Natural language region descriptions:
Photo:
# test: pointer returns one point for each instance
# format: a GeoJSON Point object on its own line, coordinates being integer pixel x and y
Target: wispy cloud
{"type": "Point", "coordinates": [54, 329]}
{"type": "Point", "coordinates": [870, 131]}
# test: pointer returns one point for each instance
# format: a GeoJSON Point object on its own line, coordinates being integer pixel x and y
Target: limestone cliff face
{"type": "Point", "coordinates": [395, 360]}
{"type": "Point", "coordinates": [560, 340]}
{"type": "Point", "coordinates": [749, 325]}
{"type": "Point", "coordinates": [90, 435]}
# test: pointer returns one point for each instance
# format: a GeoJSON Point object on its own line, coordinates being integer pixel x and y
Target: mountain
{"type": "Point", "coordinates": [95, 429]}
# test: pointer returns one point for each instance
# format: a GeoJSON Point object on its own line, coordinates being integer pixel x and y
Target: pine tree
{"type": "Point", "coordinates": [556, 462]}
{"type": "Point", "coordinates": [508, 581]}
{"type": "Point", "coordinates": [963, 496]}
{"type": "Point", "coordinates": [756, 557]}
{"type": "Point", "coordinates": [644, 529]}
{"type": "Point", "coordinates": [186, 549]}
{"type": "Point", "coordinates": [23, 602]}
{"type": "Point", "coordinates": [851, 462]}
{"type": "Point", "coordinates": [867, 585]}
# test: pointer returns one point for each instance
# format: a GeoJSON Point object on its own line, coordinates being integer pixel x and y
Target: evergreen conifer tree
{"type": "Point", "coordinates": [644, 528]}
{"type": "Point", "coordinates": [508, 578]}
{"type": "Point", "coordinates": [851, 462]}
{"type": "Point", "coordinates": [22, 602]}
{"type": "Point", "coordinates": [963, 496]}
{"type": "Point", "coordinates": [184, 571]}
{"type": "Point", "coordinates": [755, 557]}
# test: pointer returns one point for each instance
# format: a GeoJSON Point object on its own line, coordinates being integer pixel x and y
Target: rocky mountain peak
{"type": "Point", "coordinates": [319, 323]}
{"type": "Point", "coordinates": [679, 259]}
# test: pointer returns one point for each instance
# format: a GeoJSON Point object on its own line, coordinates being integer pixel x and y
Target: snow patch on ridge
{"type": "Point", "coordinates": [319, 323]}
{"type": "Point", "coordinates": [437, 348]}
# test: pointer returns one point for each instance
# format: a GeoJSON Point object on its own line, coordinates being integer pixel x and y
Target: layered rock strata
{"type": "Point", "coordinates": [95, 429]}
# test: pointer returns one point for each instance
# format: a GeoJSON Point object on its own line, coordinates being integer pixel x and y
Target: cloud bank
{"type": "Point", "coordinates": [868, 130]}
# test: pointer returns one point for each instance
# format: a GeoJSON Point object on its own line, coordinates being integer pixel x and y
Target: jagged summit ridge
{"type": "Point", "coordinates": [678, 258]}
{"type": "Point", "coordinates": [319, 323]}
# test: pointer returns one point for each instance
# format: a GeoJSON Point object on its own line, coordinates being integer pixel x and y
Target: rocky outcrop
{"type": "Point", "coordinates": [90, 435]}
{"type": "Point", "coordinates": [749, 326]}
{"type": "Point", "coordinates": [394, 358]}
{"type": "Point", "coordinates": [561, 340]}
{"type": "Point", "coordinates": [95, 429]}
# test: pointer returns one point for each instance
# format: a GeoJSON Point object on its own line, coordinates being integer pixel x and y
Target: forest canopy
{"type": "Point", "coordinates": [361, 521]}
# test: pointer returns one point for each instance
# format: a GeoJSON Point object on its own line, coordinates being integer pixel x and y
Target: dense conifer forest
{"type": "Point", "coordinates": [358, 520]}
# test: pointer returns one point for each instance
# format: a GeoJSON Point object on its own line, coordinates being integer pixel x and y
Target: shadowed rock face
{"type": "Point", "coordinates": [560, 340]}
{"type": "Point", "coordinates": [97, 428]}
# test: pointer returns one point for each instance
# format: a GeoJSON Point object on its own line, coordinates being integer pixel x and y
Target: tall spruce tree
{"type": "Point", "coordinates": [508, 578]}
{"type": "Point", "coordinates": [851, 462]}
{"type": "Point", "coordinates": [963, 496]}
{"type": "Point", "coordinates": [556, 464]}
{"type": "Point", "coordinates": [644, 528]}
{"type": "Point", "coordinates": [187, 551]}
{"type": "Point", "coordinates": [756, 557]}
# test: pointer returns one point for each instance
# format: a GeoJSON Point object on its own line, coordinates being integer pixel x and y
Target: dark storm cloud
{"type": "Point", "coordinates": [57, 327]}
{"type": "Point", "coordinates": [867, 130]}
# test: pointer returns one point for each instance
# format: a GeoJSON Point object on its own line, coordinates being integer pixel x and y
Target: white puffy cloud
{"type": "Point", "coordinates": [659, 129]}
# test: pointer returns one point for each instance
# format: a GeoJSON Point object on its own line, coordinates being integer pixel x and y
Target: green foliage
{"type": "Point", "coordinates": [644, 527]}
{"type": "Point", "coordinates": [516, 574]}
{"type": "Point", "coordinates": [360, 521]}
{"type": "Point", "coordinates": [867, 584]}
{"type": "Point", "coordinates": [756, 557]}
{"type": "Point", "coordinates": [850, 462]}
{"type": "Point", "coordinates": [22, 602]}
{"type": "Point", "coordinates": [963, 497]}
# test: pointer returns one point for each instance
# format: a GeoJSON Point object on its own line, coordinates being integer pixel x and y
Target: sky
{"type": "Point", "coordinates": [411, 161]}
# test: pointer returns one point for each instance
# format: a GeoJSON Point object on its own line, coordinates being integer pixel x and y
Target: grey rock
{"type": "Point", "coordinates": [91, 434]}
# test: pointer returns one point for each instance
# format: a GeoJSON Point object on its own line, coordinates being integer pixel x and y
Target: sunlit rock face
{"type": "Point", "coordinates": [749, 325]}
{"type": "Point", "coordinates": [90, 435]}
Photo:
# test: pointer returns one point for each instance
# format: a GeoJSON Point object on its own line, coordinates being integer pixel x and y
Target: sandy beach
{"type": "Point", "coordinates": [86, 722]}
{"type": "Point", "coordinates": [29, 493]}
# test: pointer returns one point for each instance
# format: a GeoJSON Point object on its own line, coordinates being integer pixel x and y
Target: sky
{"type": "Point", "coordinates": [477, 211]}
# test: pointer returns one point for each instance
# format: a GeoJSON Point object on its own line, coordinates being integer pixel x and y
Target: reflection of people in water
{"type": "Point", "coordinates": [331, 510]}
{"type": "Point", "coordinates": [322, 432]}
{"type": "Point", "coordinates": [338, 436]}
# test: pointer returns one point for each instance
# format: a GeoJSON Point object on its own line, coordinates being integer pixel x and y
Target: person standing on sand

### DIRECTIONS FOR THIS TASK
Print each entry above again, exactly as it was given.

### SOLUTION
Photo:
# test: pointer returns one point for each instance
# format: a GeoJSON Point object on its own line, coordinates being integer pixel x and y
Target: wispy cloud
{"type": "Point", "coordinates": [54, 329]}
{"type": "Point", "coordinates": [870, 131]}
# test: pointer returns one point for each instance
# format: a GeoJSON Point object on its own line, coordinates being integer pixel x and y
Target: limestone cliff face
{"type": "Point", "coordinates": [395, 360]}
{"type": "Point", "coordinates": [560, 340]}
{"type": "Point", "coordinates": [749, 325]}
{"type": "Point", "coordinates": [90, 435]}
# test: pointer returns one point for each instance
# format: a GeoJSON Point object on its own line, coordinates being integer pixel x and y
Target: mountain
{"type": "Point", "coordinates": [95, 429]}
# test: pointer returns one point for each instance
# format: a GeoJSON Point object on its own line, coordinates being integer pixel x and y
Target: pine tree
{"type": "Point", "coordinates": [556, 462]}
{"type": "Point", "coordinates": [508, 581]}
{"type": "Point", "coordinates": [963, 496]}
{"type": "Point", "coordinates": [756, 557]}
{"type": "Point", "coordinates": [644, 529]}
{"type": "Point", "coordinates": [186, 549]}
{"type": "Point", "coordinates": [23, 602]}
{"type": "Point", "coordinates": [851, 462]}
{"type": "Point", "coordinates": [867, 585]}
# test: pointer returns one point for each instance
# format: a GeoJSON Point object on its own line, coordinates being integer pixel x and y
Target: evergreen conifer tree
{"type": "Point", "coordinates": [644, 528]}
{"type": "Point", "coordinates": [508, 578]}
{"type": "Point", "coordinates": [851, 462]}
{"type": "Point", "coordinates": [22, 602]}
{"type": "Point", "coordinates": [963, 496]}
{"type": "Point", "coordinates": [184, 571]}
{"type": "Point", "coordinates": [755, 557]}
# test: pointer returns one point for each instance
# format: a GeoJSON Point object on its own line, coordinates being integer pixel x and y
Target: rocky mountain peak
{"type": "Point", "coordinates": [319, 323]}
{"type": "Point", "coordinates": [679, 259]}
# test: pointer returns one point for each instance
# format: a GeoJSON Point object on its own line, coordinates being integer pixel x and y
Target: snow patch on ridge
{"type": "Point", "coordinates": [319, 323]}
{"type": "Point", "coordinates": [437, 348]}
# test: pointer returns one point for each instance
# format: a GeoJSON Point object on its own line, coordinates being integer pixel x and y
Target: layered rock strata
{"type": "Point", "coordinates": [95, 429]}
# test: pointer returns one point for each instance
# format: a GeoJSON Point object on its own line, coordinates being integer pixel x and y
Target: cloud bank
{"type": "Point", "coordinates": [868, 130]}
# test: pointer returns one point for each instance
# format: a GeoJSON Point object on its own line, coordinates being integer pixel x and y
Target: jagged summit ridge
{"type": "Point", "coordinates": [678, 258]}
{"type": "Point", "coordinates": [319, 323]}
# test: pointer returns one point for each instance
# format: a GeoJSON Point object on its own line, coordinates being integer pixel x and y
Target: rocky outcrop
{"type": "Point", "coordinates": [90, 435]}
{"type": "Point", "coordinates": [749, 326]}
{"type": "Point", "coordinates": [394, 358]}
{"type": "Point", "coordinates": [561, 340]}
{"type": "Point", "coordinates": [95, 429]}
# test: pointer returns one point for each instance
# format: a GeoJSON Point object on its own line, coordinates being integer pixel x and y
Target: forest canopy
{"type": "Point", "coordinates": [361, 521]}
# test: pointer returns one point for each instance
# format: a GeoJSON Point object on its own line, coordinates being integer pixel x and y
Target: dense conifer forest
{"type": "Point", "coordinates": [358, 520]}
# test: pointer returns one point for each instance
# format: a GeoJSON Point object on its own line, coordinates being integer pixel x and y
Target: shadowed rock face
{"type": "Point", "coordinates": [560, 340]}
{"type": "Point", "coordinates": [97, 428]}
# test: pointer returns one point for each instance
# format: a GeoJSON Point object on its own line, coordinates being integer pixel x and y
Target: tall spruce tree
{"type": "Point", "coordinates": [508, 578]}
{"type": "Point", "coordinates": [851, 462]}
{"type": "Point", "coordinates": [963, 496]}
{"type": "Point", "coordinates": [556, 464]}
{"type": "Point", "coordinates": [644, 528]}
{"type": "Point", "coordinates": [187, 551]}
{"type": "Point", "coordinates": [756, 557]}
# test: pointer returns one point for each instance
# format: a GeoJSON Point object on its own line, coordinates being integer pixel x and y
Target: dark storm cloud
{"type": "Point", "coordinates": [57, 327]}
{"type": "Point", "coordinates": [867, 130]}
# test: pointer returns one point for each instance
# format: a GeoJSON Point object on its own line, coordinates being integer pixel x and y
Target: white puffy cloud
{"type": "Point", "coordinates": [659, 129]}
# test: pointer returns one point for each instance
# format: a GeoJSON Point object on its own line, coordinates being integer pixel x and y
Target: green foliage
{"type": "Point", "coordinates": [644, 527]}
{"type": "Point", "coordinates": [516, 574]}
{"type": "Point", "coordinates": [360, 521]}
{"type": "Point", "coordinates": [867, 584]}
{"type": "Point", "coordinates": [756, 557]}
{"type": "Point", "coordinates": [850, 462]}
{"type": "Point", "coordinates": [22, 602]}
{"type": "Point", "coordinates": [963, 497]}
# test: pointer returns one point for each instance
# format: a GeoJSON Point object on its own line, coordinates being integer pixel x and y
Target: sky
{"type": "Point", "coordinates": [411, 161]}
# test: pointer returns one point for each instance
# format: a GeoJSON Point object on its own line, coordinates being integer pixel x and y
Target: grey rock
{"type": "Point", "coordinates": [91, 434]}
# test: pointer returns one point for each instance
# format: a GeoJSON Point object on its own line, coordinates being integer pixel x and y
Target: sunlit rock face
{"type": "Point", "coordinates": [749, 325]}
{"type": "Point", "coordinates": [90, 435]}
Photo:
# test: pointer returns one point for each instance
# format: a GeoJSON Point object on its own line, coordinates being integer pixel x and y
Target: sandy beach
{"type": "Point", "coordinates": [86, 722]}
{"type": "Point", "coordinates": [29, 493]}
# test: pointer returns one point for each instance
# format: a GeoJSON Point object on its own line, coordinates being integer pixel x and y
Target: sky
{"type": "Point", "coordinates": [477, 211]}
# test: pointer returns one point for each instance
# format: a GeoJSON Point object on its own line, coordinates being integer pixel x and y
Target: reflection of people in water
{"type": "Point", "coordinates": [331, 510]}
{"type": "Point", "coordinates": [322, 432]}
{"type": "Point", "coordinates": [338, 436]}
# test: pointer returns one point for each instance
# format: a GeoJSON Point object on its own line, coordinates being integer pixel x and y
Target: person standing on sand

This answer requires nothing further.